Report Shows Nanoparticles in Cosmetics and Sun Care Safe

Nanoparticles used in cosmetics and sunscreens pose no human health risk, and even help improve health by protecting consumers against skin cancer, according to a recent report. In a review of the available toxicity data on nanoparticles used in cosmetics and sunscreens, scientists at L'Oreal in collaboration with researchers at the University of Queensland, Australia, have concluded that they do not pose a health hazard.

This conclusion is in contrast to a number of recent campaigns arguing that nanoparticles may have as yet undocumented effects on human health and should be avoided.

Published in Skin Pharmacology and Physiology, the report investigates the penetration of nanoparticles such as TiO2 and ZnO into the deeper skin layers-the epidermis and dermis. It also looked into their potential for toxicity. The study concludes that the benefit provided in terms of UV protection greatly outweighs any 'unproven and hypothetical risks'.

Skin penetration of nanoparticles

The results of a number of skin penetration studies on titanium dioxide TiO2, a popular sunscreen agent whose efficacy is dependent on a particle size of 60-120nm, suggest that micro- and nano-sized particles remain on the skin surface and do not penetrate into the living skin layers, according to the report.

Absence of penetration of even smaller nanosized particles-20nm size TiO2-was also confirmed by the EU NANODERM research group, added the scientists led by Dr. G. J. Nohynek from L'Oreal.

▶ [ASSIGNMENT 1]
In which journal was the report described in the article on nanoparticle safety published?
▶ [ASSIGNMENT 2]
Please swap "research group" for "research team" while repeating the article on nanoparticle safety from "The results of" up to and including "Nohynek from L'Oreal.".
▶ [ASSIGNMENT 3]
According to the article on nanoparticle safety, why did the study conclude that the benefit of these nanoparticles outweighs the risk?

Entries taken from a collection
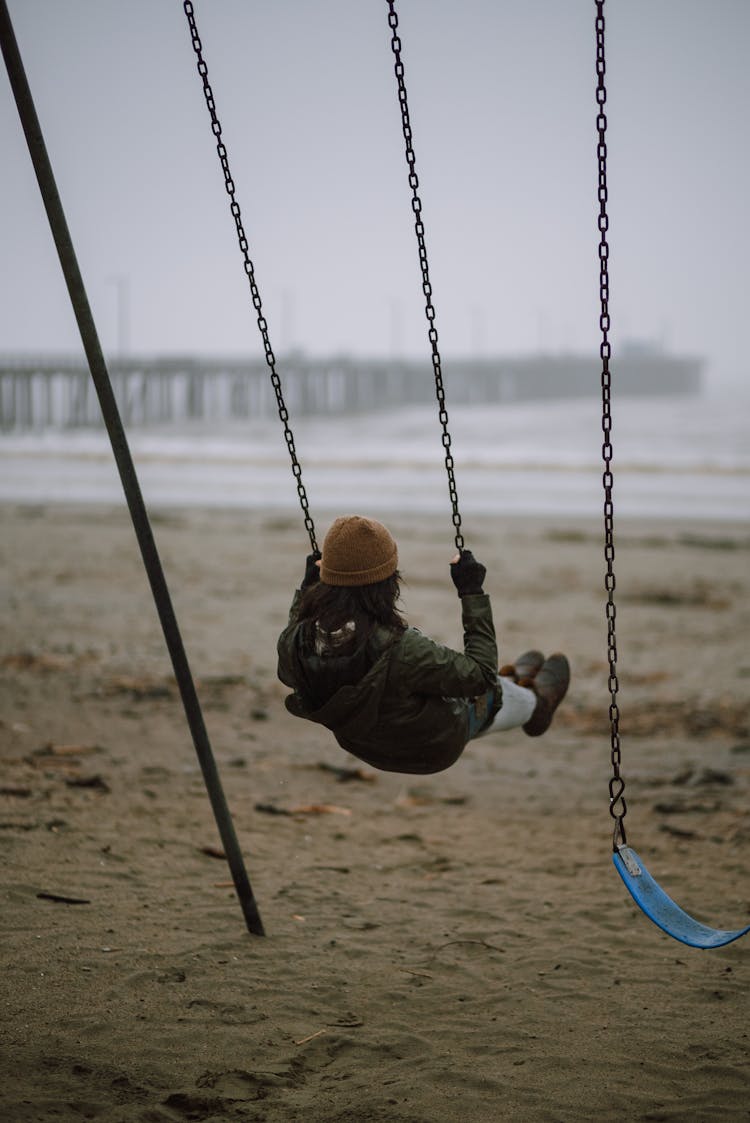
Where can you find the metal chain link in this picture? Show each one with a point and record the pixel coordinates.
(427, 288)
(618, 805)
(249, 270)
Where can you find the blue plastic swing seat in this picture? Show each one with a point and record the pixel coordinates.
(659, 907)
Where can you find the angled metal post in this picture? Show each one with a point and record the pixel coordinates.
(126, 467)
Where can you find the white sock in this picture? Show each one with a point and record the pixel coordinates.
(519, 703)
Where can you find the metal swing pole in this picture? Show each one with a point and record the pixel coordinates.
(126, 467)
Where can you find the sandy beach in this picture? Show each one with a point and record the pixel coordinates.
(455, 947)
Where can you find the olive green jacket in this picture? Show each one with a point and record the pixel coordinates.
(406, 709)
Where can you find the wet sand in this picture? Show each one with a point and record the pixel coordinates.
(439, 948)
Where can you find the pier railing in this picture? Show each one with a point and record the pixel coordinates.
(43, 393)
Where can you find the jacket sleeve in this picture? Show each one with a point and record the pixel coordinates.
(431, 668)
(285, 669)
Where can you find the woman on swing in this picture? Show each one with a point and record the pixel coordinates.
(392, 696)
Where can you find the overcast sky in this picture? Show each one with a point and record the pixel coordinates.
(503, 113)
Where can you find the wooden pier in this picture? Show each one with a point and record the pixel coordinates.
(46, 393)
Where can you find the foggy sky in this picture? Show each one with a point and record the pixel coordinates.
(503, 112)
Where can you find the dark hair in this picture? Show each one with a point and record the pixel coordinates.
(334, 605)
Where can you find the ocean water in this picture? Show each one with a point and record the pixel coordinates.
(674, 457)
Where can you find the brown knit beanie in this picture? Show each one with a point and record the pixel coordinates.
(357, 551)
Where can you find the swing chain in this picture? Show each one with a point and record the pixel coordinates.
---
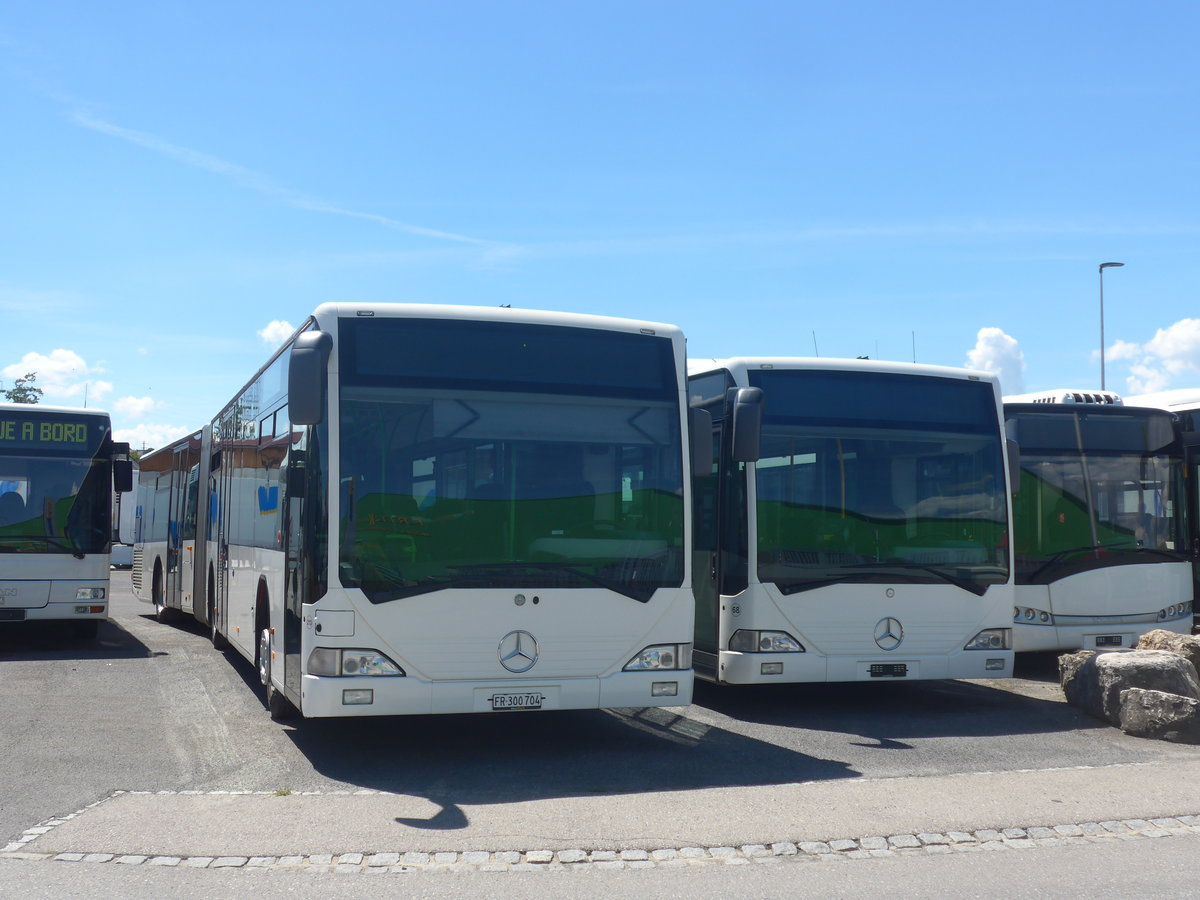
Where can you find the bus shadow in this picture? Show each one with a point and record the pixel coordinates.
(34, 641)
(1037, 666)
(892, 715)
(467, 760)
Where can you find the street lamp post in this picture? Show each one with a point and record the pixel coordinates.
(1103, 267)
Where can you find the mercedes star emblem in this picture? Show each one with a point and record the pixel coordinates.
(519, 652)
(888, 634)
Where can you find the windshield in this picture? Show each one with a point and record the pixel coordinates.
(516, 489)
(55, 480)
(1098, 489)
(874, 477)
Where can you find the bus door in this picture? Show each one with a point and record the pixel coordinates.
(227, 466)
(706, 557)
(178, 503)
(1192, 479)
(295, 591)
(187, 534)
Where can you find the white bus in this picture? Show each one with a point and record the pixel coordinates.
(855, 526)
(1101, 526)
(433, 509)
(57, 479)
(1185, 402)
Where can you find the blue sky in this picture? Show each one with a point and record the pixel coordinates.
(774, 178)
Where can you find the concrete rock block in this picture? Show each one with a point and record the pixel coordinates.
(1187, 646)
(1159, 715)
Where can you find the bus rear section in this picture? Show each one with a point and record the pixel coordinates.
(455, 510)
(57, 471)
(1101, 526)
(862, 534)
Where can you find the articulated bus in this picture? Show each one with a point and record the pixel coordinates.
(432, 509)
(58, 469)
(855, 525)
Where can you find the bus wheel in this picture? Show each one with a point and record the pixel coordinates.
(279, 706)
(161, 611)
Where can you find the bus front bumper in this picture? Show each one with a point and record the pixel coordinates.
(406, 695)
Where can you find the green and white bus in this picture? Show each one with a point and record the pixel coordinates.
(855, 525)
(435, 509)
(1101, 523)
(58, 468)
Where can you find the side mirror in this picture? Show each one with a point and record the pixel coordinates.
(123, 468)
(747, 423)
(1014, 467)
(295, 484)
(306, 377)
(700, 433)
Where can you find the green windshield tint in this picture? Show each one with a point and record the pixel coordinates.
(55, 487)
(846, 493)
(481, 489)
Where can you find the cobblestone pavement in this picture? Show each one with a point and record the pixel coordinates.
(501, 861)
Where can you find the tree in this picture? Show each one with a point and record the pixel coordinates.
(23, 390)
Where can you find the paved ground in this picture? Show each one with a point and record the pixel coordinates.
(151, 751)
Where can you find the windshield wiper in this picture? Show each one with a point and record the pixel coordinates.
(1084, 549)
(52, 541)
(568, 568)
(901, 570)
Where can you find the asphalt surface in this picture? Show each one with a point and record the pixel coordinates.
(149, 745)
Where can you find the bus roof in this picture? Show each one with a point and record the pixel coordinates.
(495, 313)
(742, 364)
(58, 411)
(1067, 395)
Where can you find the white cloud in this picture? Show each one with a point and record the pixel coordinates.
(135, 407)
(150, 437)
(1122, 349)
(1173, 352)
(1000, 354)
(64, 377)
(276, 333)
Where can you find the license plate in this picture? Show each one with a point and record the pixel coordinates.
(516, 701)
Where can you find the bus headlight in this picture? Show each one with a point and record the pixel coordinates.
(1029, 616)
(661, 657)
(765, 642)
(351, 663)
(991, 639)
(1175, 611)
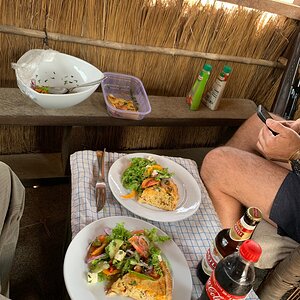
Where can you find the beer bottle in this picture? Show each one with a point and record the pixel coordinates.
---
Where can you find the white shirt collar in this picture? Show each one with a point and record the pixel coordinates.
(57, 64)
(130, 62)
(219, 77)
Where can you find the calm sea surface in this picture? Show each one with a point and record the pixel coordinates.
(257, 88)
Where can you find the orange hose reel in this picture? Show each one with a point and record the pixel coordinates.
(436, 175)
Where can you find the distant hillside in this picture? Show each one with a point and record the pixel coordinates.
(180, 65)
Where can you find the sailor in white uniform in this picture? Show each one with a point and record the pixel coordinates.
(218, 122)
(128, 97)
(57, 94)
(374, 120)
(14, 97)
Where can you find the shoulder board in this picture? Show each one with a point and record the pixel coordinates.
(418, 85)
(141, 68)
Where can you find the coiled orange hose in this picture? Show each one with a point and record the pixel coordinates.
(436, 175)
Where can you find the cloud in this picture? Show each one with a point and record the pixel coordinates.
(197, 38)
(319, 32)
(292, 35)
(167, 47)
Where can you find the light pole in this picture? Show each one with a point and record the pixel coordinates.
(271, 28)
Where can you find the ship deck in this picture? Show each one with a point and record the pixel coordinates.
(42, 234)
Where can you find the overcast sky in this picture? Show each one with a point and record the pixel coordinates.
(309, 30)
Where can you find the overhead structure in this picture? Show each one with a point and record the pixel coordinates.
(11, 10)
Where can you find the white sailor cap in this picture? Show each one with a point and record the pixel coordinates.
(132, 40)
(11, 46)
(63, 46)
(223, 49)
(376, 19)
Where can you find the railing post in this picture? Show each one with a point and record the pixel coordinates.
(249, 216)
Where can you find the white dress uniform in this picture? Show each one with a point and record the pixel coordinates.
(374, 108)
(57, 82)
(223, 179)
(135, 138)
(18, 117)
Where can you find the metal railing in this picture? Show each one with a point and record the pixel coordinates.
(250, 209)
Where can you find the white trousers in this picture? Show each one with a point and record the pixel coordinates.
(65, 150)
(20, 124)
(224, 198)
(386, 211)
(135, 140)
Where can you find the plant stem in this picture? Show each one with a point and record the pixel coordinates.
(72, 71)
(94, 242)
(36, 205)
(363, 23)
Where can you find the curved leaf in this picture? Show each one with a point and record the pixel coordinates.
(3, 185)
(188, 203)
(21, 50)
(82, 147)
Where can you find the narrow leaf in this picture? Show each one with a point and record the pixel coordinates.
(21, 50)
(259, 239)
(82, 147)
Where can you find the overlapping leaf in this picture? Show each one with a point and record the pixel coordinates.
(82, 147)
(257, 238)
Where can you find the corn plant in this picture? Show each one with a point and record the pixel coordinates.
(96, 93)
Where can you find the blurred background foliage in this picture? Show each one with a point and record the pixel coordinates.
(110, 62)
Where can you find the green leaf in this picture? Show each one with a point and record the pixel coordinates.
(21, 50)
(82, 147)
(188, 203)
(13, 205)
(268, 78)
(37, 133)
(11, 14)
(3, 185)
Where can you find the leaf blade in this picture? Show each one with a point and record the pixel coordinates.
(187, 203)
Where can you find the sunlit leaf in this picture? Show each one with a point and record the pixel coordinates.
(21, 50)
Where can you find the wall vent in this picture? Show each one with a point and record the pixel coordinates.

▶ [RESPONSE AREA 1]
Skin Pharmacology and Physiology

▶ [RESPONSE AREA 2]
The results of a number of skin penetration studies on titanium dioxide TiO2, a popular sunscreen agent whose efficacy is dependent on a particle size of 60-120nm, suggest that micro- and nano-sized particles remain on the skin surface and do not penetrate into the living skin layers, according to the report.

Absence of penetration of even smaller nanosized particles-20nm size TiO2-was also confirmed by the EU NANODERM research team, added the scientists led by Dr. G. J. Nohynek from L'Oreal.

▶ [RESPONSE AREA 3]
Skin penetration studies suggest that micro- and nano-sized particles such as TiO2 stay on the skin surface and do not reach the living skin layers. The EU NANODERM research group also confirmed this for even smaller 20nm TiO2 particles. The study therefore judged that the UV protection they give greatly outweighs any "unproven and hypothetical risks."